* [Input records]
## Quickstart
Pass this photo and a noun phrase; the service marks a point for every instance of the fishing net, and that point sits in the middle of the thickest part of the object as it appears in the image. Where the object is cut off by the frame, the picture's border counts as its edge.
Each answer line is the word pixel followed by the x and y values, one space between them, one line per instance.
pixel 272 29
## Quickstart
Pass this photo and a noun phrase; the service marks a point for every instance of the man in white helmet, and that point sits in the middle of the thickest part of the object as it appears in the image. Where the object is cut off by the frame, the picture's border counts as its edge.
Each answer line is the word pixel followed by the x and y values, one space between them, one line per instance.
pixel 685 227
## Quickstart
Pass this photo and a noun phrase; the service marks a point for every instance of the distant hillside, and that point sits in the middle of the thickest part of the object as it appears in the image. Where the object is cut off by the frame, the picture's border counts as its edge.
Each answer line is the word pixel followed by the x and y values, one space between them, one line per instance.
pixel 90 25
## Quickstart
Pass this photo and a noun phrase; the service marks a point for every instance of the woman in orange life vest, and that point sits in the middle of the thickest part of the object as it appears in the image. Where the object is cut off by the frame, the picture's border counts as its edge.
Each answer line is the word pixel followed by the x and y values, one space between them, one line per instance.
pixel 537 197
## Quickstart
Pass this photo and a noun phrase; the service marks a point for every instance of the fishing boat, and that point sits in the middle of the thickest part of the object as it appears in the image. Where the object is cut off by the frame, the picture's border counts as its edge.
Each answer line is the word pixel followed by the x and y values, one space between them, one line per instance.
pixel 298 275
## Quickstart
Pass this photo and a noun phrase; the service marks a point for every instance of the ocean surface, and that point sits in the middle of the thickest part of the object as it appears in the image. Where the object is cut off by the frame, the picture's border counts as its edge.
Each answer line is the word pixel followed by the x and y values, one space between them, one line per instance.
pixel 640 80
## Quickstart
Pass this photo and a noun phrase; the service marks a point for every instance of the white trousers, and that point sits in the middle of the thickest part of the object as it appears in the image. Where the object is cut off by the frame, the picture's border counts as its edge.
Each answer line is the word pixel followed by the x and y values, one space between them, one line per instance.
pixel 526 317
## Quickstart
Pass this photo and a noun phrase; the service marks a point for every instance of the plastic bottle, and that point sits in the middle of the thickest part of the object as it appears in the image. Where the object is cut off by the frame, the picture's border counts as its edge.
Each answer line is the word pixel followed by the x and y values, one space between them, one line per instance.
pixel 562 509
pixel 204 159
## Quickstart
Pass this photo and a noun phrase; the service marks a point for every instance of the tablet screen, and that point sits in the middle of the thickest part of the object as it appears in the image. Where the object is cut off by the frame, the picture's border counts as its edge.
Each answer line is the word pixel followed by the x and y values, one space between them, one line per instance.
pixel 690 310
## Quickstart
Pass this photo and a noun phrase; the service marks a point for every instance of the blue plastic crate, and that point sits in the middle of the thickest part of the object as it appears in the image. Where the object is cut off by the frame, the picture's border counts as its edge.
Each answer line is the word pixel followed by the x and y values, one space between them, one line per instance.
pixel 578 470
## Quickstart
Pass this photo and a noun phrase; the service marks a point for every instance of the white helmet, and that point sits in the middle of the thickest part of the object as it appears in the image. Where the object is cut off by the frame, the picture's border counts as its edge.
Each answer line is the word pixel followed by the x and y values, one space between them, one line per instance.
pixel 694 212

* [Task objective]
Reproduce only the stretch from the start of the listing through the line containing "pixel 272 29", requests included, and adjust each x and y coordinate in its answers by -109.

* [Exercise solution]
## Quickstart
Pass this photo and a noun phrase; the service marks a point for every instance of the fishing net, and that point sits in the middle of the thickest part of the object as it appears in the image. Where the object is cut off by the frame, the picture's border counts as its edge.
Each answer line is the word pixel followed by the x and y values, one space between them, one line per instance.
pixel 163 -80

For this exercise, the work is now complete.